[TASK GOAL] Starting at the line below holding "query (the noun phrase to segment): peanut" and stopping at the line holding "query (the noun phrase to segment): fingernail", print every line exactly, both ends included, and leave the rest out.

### THE INPUT

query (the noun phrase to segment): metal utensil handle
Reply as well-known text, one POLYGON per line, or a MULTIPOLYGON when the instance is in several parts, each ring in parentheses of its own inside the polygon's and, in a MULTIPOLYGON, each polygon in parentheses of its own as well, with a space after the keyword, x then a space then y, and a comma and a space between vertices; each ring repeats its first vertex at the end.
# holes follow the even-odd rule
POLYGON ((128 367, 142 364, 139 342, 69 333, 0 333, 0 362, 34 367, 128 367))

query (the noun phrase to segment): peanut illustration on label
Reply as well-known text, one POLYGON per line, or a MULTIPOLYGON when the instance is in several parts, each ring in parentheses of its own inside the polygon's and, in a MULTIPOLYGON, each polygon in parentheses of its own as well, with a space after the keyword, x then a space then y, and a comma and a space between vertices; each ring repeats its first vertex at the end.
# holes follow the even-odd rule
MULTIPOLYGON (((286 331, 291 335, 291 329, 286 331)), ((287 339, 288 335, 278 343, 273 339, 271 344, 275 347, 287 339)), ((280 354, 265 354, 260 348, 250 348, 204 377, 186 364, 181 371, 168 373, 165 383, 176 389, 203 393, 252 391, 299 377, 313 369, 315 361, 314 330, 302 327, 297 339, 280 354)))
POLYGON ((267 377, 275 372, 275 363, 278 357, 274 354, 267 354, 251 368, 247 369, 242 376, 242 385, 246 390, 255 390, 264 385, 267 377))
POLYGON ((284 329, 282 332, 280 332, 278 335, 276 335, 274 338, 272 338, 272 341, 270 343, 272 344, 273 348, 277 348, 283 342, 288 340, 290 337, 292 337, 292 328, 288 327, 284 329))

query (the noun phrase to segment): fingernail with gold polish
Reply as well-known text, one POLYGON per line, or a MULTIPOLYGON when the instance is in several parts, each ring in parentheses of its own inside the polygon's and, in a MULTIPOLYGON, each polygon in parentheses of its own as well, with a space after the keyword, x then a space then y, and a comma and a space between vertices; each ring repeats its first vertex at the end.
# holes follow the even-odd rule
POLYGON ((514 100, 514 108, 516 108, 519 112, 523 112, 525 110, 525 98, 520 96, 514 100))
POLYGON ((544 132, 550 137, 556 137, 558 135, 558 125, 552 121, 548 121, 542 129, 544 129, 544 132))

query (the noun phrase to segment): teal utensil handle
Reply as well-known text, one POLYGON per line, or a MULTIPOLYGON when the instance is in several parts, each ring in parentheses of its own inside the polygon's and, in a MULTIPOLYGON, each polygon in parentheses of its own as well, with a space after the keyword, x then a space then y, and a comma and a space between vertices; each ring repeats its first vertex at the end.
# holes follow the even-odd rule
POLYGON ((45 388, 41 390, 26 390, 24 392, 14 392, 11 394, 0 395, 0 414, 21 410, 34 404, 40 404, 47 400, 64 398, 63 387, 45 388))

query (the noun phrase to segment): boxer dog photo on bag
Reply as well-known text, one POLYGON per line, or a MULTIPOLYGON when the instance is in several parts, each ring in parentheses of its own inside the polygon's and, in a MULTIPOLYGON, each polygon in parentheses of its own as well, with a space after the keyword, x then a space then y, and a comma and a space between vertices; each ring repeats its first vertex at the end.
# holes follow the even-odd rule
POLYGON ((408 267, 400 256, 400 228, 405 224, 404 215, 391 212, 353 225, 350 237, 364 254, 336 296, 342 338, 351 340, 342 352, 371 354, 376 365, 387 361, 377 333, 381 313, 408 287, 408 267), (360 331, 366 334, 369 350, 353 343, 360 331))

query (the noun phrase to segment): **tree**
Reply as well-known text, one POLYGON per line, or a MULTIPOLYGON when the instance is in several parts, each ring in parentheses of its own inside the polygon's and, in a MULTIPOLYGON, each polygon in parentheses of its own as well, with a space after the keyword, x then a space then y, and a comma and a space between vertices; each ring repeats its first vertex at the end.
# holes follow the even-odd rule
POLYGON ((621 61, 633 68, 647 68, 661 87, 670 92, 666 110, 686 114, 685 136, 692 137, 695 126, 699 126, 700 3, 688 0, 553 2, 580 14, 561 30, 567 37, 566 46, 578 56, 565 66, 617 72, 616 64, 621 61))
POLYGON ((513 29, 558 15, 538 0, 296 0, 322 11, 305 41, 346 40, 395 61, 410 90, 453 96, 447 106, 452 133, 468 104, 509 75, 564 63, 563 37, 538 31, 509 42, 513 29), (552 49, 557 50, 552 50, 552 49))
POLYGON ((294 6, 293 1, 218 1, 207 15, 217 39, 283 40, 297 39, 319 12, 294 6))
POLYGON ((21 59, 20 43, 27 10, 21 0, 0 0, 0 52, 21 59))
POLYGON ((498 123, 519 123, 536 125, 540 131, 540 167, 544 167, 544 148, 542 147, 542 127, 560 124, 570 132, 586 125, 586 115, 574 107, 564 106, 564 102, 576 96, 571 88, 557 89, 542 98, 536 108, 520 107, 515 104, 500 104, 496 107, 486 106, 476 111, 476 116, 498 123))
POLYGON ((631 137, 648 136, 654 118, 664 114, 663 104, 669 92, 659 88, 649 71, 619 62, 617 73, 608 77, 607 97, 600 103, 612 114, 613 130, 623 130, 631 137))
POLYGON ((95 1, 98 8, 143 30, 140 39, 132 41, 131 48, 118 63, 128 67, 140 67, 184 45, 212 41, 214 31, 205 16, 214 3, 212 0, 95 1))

######

[ANSWER BELOW]
query (the noun phrase to segment): peanut illustration on label
Reply as well-known text, one POLYGON per line, or a MULTIPOLYGON when the instance is in several parts, each ring in parentheses of its own inside the polygon's and, in a MULTIPOLYGON, each polygon in parentheses of its own as well, with a space after the keyword, x then a space then y, and a comma and a space between vertices; each ring repeats its first vertex at the end.
# holes follow the even-odd rule
MULTIPOLYGON (((286 331, 291 335, 291 329, 286 331)), ((287 339, 288 335, 278 343, 273 339, 271 344, 275 347, 287 339)), ((280 354, 265 354, 260 348, 250 348, 204 377, 186 364, 181 371, 168 373, 165 383, 176 389, 203 393, 252 391, 299 377, 313 369, 315 361, 314 330, 302 327, 297 339, 280 354)))
POLYGON ((267 377, 275 372, 275 363, 278 357, 274 354, 267 354, 251 368, 247 369, 242 376, 242 385, 246 390, 255 390, 264 385, 267 377))
POLYGON ((284 329, 282 332, 280 332, 278 335, 276 335, 274 338, 272 338, 272 341, 270 343, 272 344, 273 348, 277 348, 283 342, 288 340, 290 337, 292 337, 292 328, 288 327, 284 329))

query (the noun phrase to segment): fingernail with gold polish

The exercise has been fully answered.